* **PAGE**:
- - - - - - -

Performing a chi-square goodness of fit test

Question

How would I perform a chi-square goodness of fit test? I have tried the following, where my data consists of the observed values whilst the data pair contains the correct values. Then I use the DistributionFitTest on the data and the data pair.

data = {115, 188, 97};
datapair = {100, 200, 100};
DistributionFitTest[datapair, data]

(* Out= 0.248213 *)

However the result I get is 0.248 and should be 0.216. Am I doing something wrong? And how would I measure the $\chi^2$ value?

- - - - - - -

* **GOAL OF THE EXERCISE**:
Could you copy the chi-square thread word for word, starting at "How would I perform" and ending at "the data pair."? The records that come next are separate material with no link to the chi-square thread.

* **DATASET CONTENT**:
- - - - - - -

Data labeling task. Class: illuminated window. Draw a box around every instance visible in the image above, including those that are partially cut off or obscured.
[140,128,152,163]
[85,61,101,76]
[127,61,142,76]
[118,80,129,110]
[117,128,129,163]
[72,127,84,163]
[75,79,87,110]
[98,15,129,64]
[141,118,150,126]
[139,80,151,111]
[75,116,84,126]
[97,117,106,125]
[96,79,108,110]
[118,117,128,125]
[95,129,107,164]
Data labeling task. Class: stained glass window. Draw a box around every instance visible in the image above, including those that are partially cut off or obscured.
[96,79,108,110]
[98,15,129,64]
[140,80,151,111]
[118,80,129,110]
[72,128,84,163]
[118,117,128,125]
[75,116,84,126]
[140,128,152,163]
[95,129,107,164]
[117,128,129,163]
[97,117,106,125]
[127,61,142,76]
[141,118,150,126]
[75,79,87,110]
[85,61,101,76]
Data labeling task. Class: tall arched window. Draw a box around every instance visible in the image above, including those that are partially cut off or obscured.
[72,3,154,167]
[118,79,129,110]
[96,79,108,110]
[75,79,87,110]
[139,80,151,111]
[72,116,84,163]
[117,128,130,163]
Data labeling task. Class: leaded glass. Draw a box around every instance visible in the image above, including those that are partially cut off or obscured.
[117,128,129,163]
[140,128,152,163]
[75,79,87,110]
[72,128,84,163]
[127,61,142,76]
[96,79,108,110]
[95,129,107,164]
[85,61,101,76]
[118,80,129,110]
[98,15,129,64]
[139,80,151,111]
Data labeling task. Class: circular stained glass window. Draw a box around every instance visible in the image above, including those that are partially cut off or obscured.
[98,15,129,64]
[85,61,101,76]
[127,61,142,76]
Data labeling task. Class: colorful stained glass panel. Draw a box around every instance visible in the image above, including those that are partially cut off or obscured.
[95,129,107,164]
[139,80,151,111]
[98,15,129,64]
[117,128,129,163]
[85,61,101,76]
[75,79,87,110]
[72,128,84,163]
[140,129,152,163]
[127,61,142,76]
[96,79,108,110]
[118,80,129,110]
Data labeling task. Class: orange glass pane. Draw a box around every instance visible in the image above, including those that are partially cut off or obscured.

- - - - - - -

* **OUTPUT BELOW**:
How would I perform a chi-square goodness of fit test? I have tried the following, where my data consists of the observed values whilst the data pair contains the correct values. Then I use the DistributionFitTest on the data and the data pair.